What is expected>
Only the text of the records below belongs in the answer, copied exactly, with pictures omitted.

Source records
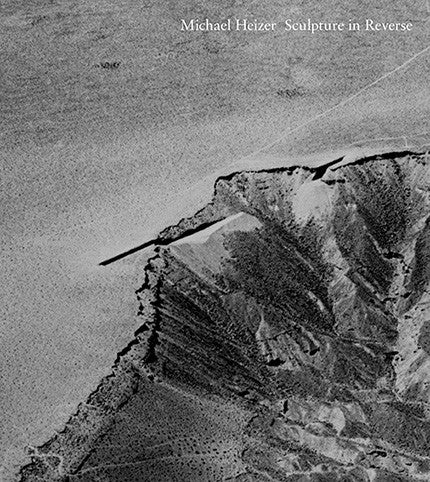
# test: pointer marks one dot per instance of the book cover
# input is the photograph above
(215, 241)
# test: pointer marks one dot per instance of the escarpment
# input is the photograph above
(284, 337)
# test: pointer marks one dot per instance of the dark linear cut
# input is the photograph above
(319, 173)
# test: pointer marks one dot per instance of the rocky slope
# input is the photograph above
(284, 337)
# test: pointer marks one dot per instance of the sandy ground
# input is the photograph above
(96, 161)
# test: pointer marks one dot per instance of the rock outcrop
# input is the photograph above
(285, 337)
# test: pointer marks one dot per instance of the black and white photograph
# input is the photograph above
(215, 241)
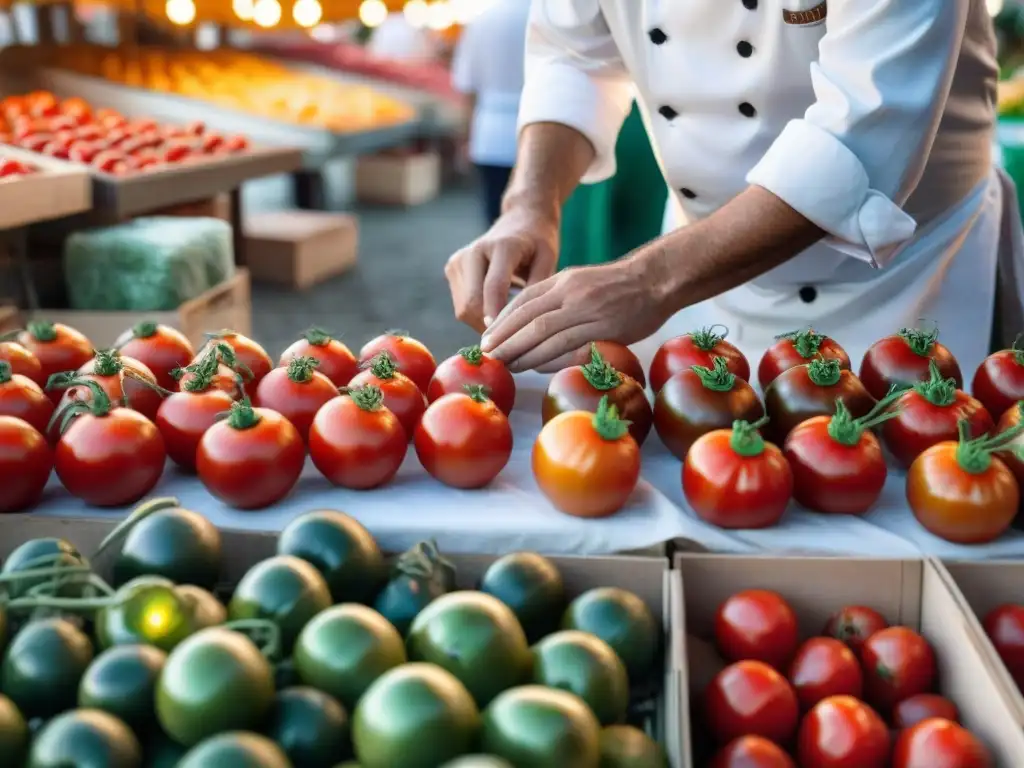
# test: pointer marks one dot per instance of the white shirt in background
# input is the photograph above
(488, 64)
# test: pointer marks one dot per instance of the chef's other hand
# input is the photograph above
(523, 244)
(548, 325)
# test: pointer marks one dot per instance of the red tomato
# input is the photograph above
(582, 387)
(838, 466)
(697, 348)
(750, 698)
(355, 441)
(160, 348)
(401, 396)
(336, 360)
(694, 402)
(911, 711)
(757, 625)
(898, 664)
(587, 465)
(939, 743)
(733, 479)
(824, 667)
(23, 398)
(108, 456)
(752, 752)
(464, 439)
(410, 355)
(904, 358)
(929, 414)
(805, 391)
(473, 368)
(799, 348)
(296, 392)
(252, 459)
(26, 462)
(842, 732)
(853, 625)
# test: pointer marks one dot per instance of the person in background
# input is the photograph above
(488, 68)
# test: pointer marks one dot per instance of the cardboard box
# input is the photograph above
(225, 306)
(300, 249)
(403, 179)
(913, 593)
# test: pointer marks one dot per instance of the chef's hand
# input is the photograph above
(550, 325)
(523, 244)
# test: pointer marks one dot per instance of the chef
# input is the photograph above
(829, 165)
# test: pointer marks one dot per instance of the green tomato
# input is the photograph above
(122, 681)
(85, 738)
(43, 666)
(341, 549)
(176, 544)
(214, 681)
(310, 726)
(284, 589)
(475, 637)
(416, 716)
(344, 649)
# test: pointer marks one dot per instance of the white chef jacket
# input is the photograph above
(871, 118)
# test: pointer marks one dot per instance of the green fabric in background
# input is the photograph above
(601, 222)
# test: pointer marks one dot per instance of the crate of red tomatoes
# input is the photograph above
(829, 663)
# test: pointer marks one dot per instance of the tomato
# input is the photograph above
(57, 347)
(410, 355)
(471, 367)
(750, 698)
(252, 459)
(401, 396)
(1005, 627)
(336, 360)
(838, 466)
(694, 402)
(587, 465)
(757, 625)
(107, 456)
(842, 732)
(733, 479)
(898, 664)
(296, 392)
(26, 462)
(961, 492)
(582, 387)
(940, 743)
(22, 397)
(853, 625)
(911, 711)
(159, 347)
(931, 413)
(905, 358)
(697, 348)
(808, 390)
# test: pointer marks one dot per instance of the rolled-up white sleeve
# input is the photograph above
(574, 76)
(881, 84)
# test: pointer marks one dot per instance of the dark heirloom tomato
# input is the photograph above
(697, 348)
(699, 400)
(471, 367)
(961, 492)
(842, 731)
(401, 396)
(930, 413)
(464, 439)
(583, 387)
(903, 358)
(799, 348)
(733, 479)
(337, 361)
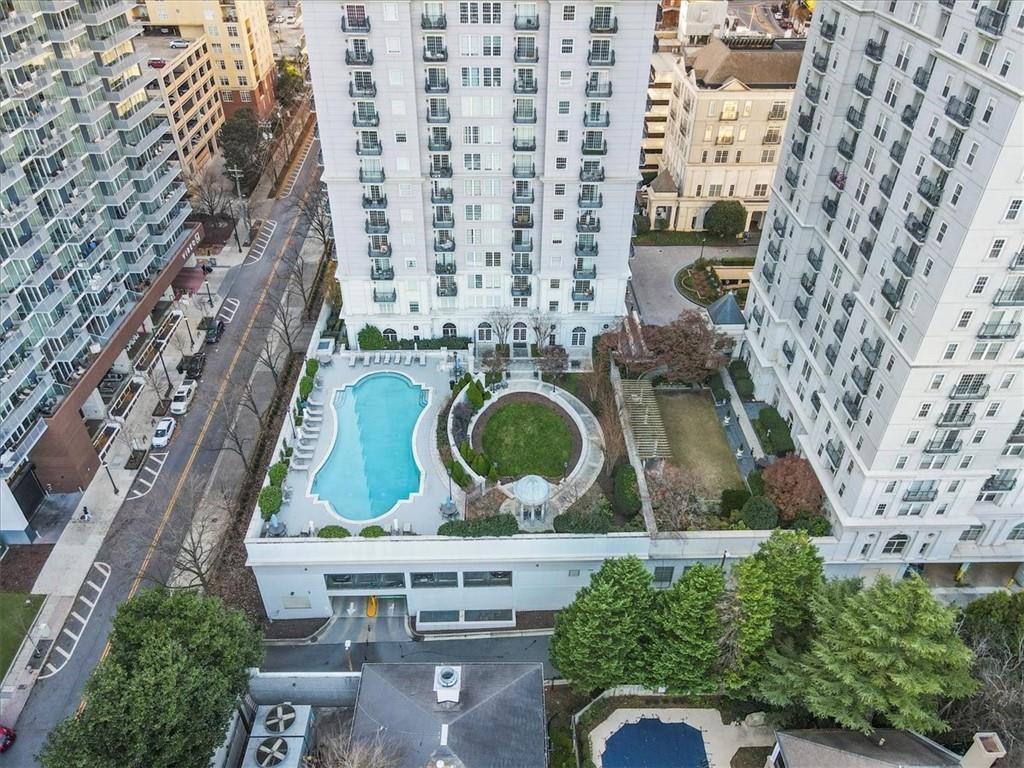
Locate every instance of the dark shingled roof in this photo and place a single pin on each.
(716, 64)
(840, 749)
(726, 311)
(497, 723)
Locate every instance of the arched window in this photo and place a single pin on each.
(896, 544)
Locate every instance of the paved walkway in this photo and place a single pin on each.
(721, 740)
(654, 269)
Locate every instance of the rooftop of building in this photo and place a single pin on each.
(466, 718)
(755, 62)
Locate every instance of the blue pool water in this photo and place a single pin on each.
(372, 466)
(651, 743)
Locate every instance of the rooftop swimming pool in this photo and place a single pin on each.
(372, 465)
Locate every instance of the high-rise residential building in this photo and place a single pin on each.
(186, 84)
(240, 45)
(727, 108)
(481, 157)
(885, 314)
(92, 231)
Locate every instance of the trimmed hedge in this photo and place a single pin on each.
(501, 524)
(627, 493)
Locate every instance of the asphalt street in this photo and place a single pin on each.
(164, 513)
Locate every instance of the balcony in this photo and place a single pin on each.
(366, 121)
(944, 445)
(1010, 296)
(847, 146)
(955, 420)
(361, 91)
(916, 226)
(990, 22)
(368, 151)
(433, 22)
(586, 294)
(904, 262)
(864, 85)
(944, 154)
(998, 331)
(909, 116)
(525, 22)
(366, 58)
(435, 85)
(970, 393)
(960, 112)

Task answer>
# test: pointer marks one dot per instance of the book cover
# input is the photograph above
(215, 241)
# test: pointer marks one dot per instance of the escarpment
# input is the photograph above
(284, 337)
# test: pointer marks one dot per instance of the dark linear cut
# input is the photograph above
(319, 173)
# test: pointer marks one dot per instance of the rocky slope
# input is the photograph above
(284, 337)
# test: pointer marks one dot per instance of the sandy ground
# input is the photograph above
(96, 161)
# test: pointer marks one dot per instance of the rock outcrop
# input is the photograph above
(285, 337)
# test: pointer marks one dot per instance of the black and white photograph
# input is the photograph above
(215, 241)
# test: pointer marks one dot per instance of the white shirt in background
# input is the photograph above
(488, 64)
# test: pointer marks one dot per instance of the chef's other hand
# input is the photograph above
(523, 244)
(548, 325)
# test: pointer marks one dot per instance of the red tomato
# input is the photograph above
(582, 387)
(838, 466)
(697, 348)
(750, 698)
(355, 441)
(160, 348)
(401, 396)
(336, 360)
(694, 402)
(911, 711)
(757, 625)
(898, 664)
(587, 465)
(939, 743)
(733, 479)
(824, 667)
(23, 398)
(108, 456)
(752, 752)
(464, 439)
(410, 355)
(904, 358)
(929, 414)
(805, 391)
(473, 368)
(799, 348)
(296, 392)
(252, 459)
(26, 462)
(842, 732)
(853, 625)
# test: pointer marks one dot per instance of the person in background
# input is the photograph above
(488, 68)
# test: pointer marks one dot per instance of the cardboard box
# input is the photograph above
(225, 306)
(300, 249)
(403, 179)
(913, 593)
# test: pointer marks one dot per instance of the chef's hand
# input is the photograph above
(550, 325)
(523, 244)
# test: pointer marks one dot per instance of the chef
# input is the photograph above
(829, 165)
# test: pointer marks one dot per instance of the green tomato
# input is the photograph above
(122, 681)
(85, 738)
(43, 666)
(341, 549)
(176, 544)
(214, 681)
(310, 726)
(284, 589)
(475, 637)
(416, 716)
(344, 649)
# test: pointer marks one dot per instance of the white chef jacket
# input is the photograph above
(871, 118)
# test: pointer marks one dot per instance of the green fabric in background
# input is the photograph above
(601, 222)
# test: pointer marks one dot per instance of the crate of red tomatoes
# input is the photograph above
(829, 663)
# test: pointer marks one dot per instance of the tomato
# input is the photograph above
(57, 347)
(410, 355)
(471, 367)
(750, 698)
(252, 459)
(401, 396)
(1005, 627)
(336, 360)
(838, 466)
(694, 402)
(587, 465)
(757, 625)
(107, 456)
(842, 732)
(733, 479)
(898, 664)
(296, 392)
(26, 462)
(961, 492)
(582, 387)
(940, 743)
(22, 397)
(853, 625)
(911, 711)
(159, 347)
(931, 413)
(905, 358)
(697, 348)
(808, 390)
# test: pointer marks one dot per instance of the rolled-up white sleeve
# input is the photograph above
(574, 76)
(881, 84)
# test: pointer marks one dot per instance of the dark heirloom tomato
# input is the photograph above
(697, 348)
(699, 400)
(471, 367)
(961, 492)
(842, 731)
(401, 396)
(930, 413)
(464, 439)
(583, 387)
(903, 358)
(799, 348)
(733, 479)
(337, 361)
Locate every instance of the dark shingled roof in this photo and place a single pin on each.
(716, 64)
(840, 749)
(726, 311)
(497, 723)
Locate every instance of the arched window in this photo and place a single pin on each.
(896, 544)
Locate every instance of the paved walkway in this photo and place a single pin on each.
(721, 740)
(654, 269)
Locate every instance of the rooftop of building in this photo and place a single pin on each.
(466, 718)
(755, 62)
Locate every instance of the blue pool water in this photo and place a single pin on each.
(372, 466)
(651, 743)
Locate every instance of the rooftop swimming pool in this photo and place a single pin on each.
(372, 465)
Locate every instance of the high-rise residential building in this photo and place a single pin on each.
(186, 84)
(240, 45)
(727, 108)
(481, 157)
(885, 314)
(92, 231)
Locate every instance of the trimmed hedge in this photo and place a single pin on each.
(501, 524)
(627, 493)
Locate every instance of the asphalt street in this photo and place a single pin on each.
(164, 513)
Locate every instance of the balcony in this photo and place a single pin on each.
(366, 121)
(944, 445)
(1010, 296)
(847, 146)
(955, 420)
(361, 91)
(916, 226)
(990, 22)
(368, 151)
(433, 22)
(586, 294)
(904, 262)
(864, 85)
(944, 154)
(998, 331)
(909, 116)
(525, 22)
(366, 58)
(435, 85)
(970, 393)
(960, 112)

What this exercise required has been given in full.